- What is expected:
Everything from the line containing "Expected: for every instance of the lily" to the end of the data must be duplicated word for word, and nothing else may appear.

=== Section Start ===

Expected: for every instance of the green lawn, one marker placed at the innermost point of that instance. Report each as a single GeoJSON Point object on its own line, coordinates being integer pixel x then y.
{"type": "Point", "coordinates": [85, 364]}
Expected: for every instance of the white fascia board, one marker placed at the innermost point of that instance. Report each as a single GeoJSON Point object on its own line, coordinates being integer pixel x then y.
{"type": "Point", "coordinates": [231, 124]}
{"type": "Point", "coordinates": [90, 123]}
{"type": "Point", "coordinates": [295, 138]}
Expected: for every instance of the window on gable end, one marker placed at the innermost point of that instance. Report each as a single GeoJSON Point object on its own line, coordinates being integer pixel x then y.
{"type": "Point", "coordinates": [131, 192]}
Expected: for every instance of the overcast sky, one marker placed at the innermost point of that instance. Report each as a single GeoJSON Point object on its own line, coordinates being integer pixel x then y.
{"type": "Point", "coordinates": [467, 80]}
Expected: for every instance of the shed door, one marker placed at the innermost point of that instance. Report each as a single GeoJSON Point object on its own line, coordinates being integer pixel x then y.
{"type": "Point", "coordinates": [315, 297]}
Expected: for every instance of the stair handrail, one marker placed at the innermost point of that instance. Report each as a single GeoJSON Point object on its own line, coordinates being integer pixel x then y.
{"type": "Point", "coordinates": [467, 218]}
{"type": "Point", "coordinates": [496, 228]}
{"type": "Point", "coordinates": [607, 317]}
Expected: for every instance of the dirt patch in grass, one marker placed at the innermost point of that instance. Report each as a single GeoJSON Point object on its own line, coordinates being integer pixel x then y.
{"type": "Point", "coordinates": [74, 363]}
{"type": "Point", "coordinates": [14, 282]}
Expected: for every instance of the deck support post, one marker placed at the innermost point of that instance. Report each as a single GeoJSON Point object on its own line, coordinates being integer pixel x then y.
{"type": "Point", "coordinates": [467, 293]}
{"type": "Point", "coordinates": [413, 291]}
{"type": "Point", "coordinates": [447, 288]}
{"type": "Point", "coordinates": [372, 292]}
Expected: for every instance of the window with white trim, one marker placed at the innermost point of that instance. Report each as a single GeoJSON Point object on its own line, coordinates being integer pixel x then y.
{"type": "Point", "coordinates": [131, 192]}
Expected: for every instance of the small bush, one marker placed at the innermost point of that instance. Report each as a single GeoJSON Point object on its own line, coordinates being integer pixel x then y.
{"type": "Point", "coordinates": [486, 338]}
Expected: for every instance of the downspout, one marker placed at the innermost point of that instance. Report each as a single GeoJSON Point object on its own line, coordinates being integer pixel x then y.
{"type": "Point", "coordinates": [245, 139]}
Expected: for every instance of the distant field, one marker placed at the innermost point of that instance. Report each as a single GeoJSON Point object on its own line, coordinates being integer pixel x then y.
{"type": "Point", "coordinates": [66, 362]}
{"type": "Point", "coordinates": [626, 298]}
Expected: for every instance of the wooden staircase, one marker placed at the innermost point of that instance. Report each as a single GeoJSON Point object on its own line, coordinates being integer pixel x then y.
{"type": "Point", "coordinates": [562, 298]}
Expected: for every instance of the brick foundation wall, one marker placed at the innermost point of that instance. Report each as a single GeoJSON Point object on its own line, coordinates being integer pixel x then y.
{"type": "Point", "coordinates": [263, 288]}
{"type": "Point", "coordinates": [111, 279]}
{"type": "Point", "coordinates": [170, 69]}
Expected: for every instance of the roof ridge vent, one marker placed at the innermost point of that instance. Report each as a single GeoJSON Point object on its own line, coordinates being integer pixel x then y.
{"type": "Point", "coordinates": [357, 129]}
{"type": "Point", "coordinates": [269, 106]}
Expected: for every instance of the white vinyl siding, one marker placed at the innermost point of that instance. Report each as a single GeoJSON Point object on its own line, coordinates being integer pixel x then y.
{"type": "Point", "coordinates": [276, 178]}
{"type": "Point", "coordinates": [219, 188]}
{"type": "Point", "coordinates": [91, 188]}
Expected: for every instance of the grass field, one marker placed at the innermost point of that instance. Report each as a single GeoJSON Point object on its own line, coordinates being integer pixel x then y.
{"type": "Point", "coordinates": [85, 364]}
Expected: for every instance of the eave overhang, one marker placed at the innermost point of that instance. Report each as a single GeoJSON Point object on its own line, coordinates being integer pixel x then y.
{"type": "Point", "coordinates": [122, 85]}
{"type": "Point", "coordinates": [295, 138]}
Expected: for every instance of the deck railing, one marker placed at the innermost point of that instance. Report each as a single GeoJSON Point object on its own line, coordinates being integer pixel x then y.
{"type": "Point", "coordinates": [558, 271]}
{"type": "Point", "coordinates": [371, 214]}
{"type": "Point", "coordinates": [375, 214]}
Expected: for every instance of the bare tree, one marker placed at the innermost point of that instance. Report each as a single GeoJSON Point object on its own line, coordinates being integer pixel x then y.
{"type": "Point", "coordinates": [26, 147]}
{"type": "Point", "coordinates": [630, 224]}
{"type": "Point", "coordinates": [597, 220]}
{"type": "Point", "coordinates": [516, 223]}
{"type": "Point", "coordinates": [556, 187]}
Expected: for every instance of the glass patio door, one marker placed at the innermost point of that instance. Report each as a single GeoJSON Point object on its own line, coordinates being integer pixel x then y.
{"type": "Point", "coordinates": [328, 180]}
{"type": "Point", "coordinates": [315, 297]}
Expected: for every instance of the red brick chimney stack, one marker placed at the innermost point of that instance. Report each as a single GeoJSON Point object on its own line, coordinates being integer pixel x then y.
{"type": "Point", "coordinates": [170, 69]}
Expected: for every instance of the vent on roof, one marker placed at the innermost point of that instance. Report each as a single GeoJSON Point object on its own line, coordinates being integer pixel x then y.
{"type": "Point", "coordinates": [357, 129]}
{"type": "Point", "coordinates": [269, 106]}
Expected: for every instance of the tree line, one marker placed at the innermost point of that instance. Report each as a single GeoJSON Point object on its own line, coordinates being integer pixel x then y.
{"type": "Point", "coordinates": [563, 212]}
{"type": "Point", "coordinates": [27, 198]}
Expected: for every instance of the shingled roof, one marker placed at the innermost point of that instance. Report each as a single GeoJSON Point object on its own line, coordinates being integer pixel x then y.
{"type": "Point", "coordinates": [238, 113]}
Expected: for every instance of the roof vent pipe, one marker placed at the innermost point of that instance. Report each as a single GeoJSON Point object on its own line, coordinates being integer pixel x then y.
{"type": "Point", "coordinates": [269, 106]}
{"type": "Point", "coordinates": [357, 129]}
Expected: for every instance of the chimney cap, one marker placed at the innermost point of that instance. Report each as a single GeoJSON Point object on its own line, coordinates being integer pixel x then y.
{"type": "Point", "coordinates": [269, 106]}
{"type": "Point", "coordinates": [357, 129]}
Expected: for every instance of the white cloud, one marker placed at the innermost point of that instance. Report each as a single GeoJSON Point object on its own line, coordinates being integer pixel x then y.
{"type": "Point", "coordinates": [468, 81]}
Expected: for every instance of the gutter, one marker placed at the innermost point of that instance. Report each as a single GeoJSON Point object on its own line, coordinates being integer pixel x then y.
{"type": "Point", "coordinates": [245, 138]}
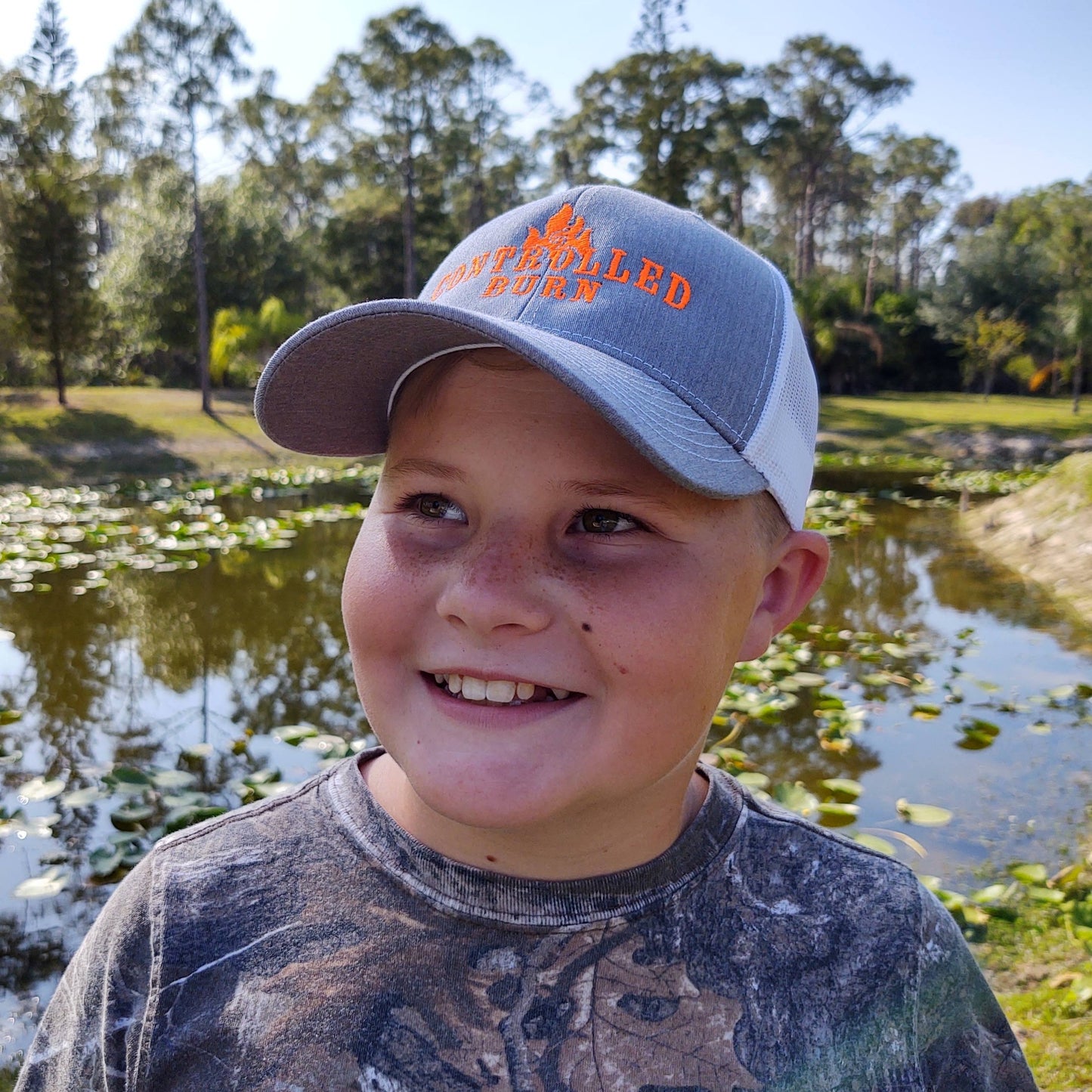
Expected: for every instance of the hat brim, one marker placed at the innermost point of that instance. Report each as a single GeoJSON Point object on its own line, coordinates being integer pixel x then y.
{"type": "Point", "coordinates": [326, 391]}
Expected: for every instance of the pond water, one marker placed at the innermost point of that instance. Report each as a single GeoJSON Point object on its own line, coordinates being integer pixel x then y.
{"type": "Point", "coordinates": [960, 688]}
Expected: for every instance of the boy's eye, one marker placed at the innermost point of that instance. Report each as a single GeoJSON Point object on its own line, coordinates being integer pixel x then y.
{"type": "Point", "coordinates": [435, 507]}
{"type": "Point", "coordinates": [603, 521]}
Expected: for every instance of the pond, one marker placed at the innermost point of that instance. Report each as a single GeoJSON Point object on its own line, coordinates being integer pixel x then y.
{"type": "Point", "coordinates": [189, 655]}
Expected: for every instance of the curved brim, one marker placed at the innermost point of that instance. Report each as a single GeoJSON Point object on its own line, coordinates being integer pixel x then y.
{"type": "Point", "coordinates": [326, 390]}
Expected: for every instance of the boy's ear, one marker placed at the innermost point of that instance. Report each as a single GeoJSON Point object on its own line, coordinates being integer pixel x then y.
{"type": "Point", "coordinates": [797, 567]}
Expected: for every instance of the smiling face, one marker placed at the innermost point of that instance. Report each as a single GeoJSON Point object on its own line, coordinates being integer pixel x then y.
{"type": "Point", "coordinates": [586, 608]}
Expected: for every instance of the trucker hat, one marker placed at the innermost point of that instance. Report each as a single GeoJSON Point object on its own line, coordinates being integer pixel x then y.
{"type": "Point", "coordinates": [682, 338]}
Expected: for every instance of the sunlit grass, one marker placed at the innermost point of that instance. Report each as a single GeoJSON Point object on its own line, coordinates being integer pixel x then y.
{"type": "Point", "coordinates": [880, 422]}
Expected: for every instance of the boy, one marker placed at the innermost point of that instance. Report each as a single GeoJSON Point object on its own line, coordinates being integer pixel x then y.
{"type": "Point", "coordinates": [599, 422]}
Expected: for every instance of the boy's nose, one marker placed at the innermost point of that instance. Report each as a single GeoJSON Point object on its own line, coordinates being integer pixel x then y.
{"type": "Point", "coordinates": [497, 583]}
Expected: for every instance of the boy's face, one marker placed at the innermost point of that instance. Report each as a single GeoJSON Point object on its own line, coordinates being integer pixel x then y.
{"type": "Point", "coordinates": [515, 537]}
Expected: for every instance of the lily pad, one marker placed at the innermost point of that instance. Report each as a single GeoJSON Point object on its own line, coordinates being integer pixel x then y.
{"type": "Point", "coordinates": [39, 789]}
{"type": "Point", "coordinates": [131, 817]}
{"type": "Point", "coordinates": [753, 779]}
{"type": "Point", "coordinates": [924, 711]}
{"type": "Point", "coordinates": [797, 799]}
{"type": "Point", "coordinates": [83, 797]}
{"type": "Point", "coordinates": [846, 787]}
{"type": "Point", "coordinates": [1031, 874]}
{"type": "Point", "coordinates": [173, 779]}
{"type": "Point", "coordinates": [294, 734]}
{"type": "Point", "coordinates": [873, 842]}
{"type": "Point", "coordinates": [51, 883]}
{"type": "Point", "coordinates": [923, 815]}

=== Section End ===

- Result for this task:
Expected: for every instance of the lily pad, one marker placed at the innermost point of that instance. Report each as a single GeoJSON Point object on its own line, coordinates being integer pixel x then y.
{"type": "Point", "coordinates": [39, 789]}
{"type": "Point", "coordinates": [131, 817]}
{"type": "Point", "coordinates": [753, 779]}
{"type": "Point", "coordinates": [924, 711]}
{"type": "Point", "coordinates": [797, 799]}
{"type": "Point", "coordinates": [83, 797]}
{"type": "Point", "coordinates": [846, 787]}
{"type": "Point", "coordinates": [1031, 874]}
{"type": "Point", "coordinates": [173, 779]}
{"type": "Point", "coordinates": [294, 734]}
{"type": "Point", "coordinates": [873, 842]}
{"type": "Point", "coordinates": [51, 883]}
{"type": "Point", "coordinates": [923, 815]}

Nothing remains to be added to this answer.